[Point placement records]
━━━━━━━━━━

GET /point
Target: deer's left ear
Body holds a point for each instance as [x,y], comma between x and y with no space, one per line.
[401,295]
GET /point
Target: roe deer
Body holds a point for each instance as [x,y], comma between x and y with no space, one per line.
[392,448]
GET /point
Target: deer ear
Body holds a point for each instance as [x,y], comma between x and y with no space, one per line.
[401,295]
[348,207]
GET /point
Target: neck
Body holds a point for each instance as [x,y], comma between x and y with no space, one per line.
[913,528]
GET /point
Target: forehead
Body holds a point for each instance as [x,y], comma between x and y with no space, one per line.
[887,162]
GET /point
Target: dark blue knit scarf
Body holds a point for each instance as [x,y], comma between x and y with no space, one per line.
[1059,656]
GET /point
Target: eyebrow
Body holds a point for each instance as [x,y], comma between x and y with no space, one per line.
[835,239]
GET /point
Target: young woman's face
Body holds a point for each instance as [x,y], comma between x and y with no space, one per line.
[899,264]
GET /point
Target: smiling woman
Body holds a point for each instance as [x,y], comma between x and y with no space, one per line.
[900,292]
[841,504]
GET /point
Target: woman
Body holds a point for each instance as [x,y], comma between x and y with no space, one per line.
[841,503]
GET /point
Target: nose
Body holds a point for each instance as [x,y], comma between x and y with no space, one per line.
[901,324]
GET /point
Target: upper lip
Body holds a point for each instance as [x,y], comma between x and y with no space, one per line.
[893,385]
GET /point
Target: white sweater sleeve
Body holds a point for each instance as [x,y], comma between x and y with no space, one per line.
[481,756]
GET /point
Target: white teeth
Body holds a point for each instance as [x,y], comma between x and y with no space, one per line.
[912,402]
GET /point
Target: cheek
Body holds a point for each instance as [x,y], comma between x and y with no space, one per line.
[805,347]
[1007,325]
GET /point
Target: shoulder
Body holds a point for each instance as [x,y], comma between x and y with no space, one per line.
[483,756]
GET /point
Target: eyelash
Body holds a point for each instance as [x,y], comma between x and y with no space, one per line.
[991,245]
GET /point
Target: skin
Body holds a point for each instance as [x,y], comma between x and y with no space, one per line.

━━━━━━━━━━

Problem requirements – Repeat each record exactly. Omit nothing.

Task output –
GET /point
Target: deer's left ear
Body holds a point for each instance as [x,y], comma between x and y with no space, one per line.
[401,295]
GET /point
Target: roe deer
Body holds a point for each instance as [x,y], comma between x and y with no space, one per line.
[392,448]
GET /point
Target: deer ear
Body holds a point for each instance as [x,y], comma between x and y with no space, one per line.
[401,295]
[348,207]
GET /point
Target: neck
Body holds a point for each instance as [x,y], comma between x and y with no space, one per line.
[913,528]
GET /point
Target: forehead
Body holds a point for each instance as [x,y], comma between x and y with no space, one per line.
[887,162]
GET /point
Target: dark blue knit scarf
Body holds a point for each instance as [x,y], comma between x and y with no space, one per line.
[1059,656]
GET /point
Target: eyebrow
Body holds a point for each instance as [x,y], comma between x and y with no space, one per line.
[835,239]
GET /point
Target: young woman's face
Body holds a point for each instance as [x,y], comma between x and y with no space, one per line.
[899,264]
GET /point
Target: smiling woman
Body holds a point for each instance as [x,y], comma between x and y with no space, one per line.
[900,292]
[841,504]
GET /point
Target: woman
Body holds a point for each instance as [x,y], comma between x and y with no space, one per line.
[841,503]
GET /point
Target: nose
Body holds a point for each instance as [x,y], comma between x and y with no space, one per line.
[901,324]
GET /point
Target: upper lip
Body holds a point for each instance as [x,y], comma between x and y with no space, one per line.
[893,385]
GET /point
Target: white sweater sleeve
Body holds a point for each instance as [x,y], comma between x and y with no space, one per line.
[481,756]
GET /point
Target: white teeth
Body holds a point for each instance as [x,y], comma between x and y with no space, one per line.
[912,402]
GET /point
Target: cheek
Body holds a point for each instance as [x,y], comma between x and y with no space, one per line.
[805,347]
[1007,325]
GET /point
Target: shoulder
Body holds a point for each instance as [x,y], comma between x and y with no space, one per line.
[483,756]
GET /point
Target: eyelash
Body holds a point for each instance as [x,y], comma between x and y with no space, one per line.
[991,245]
GET /point
Target: skin
Body holds a point for each instance as [x,y], comma between x and y with no space, one per line.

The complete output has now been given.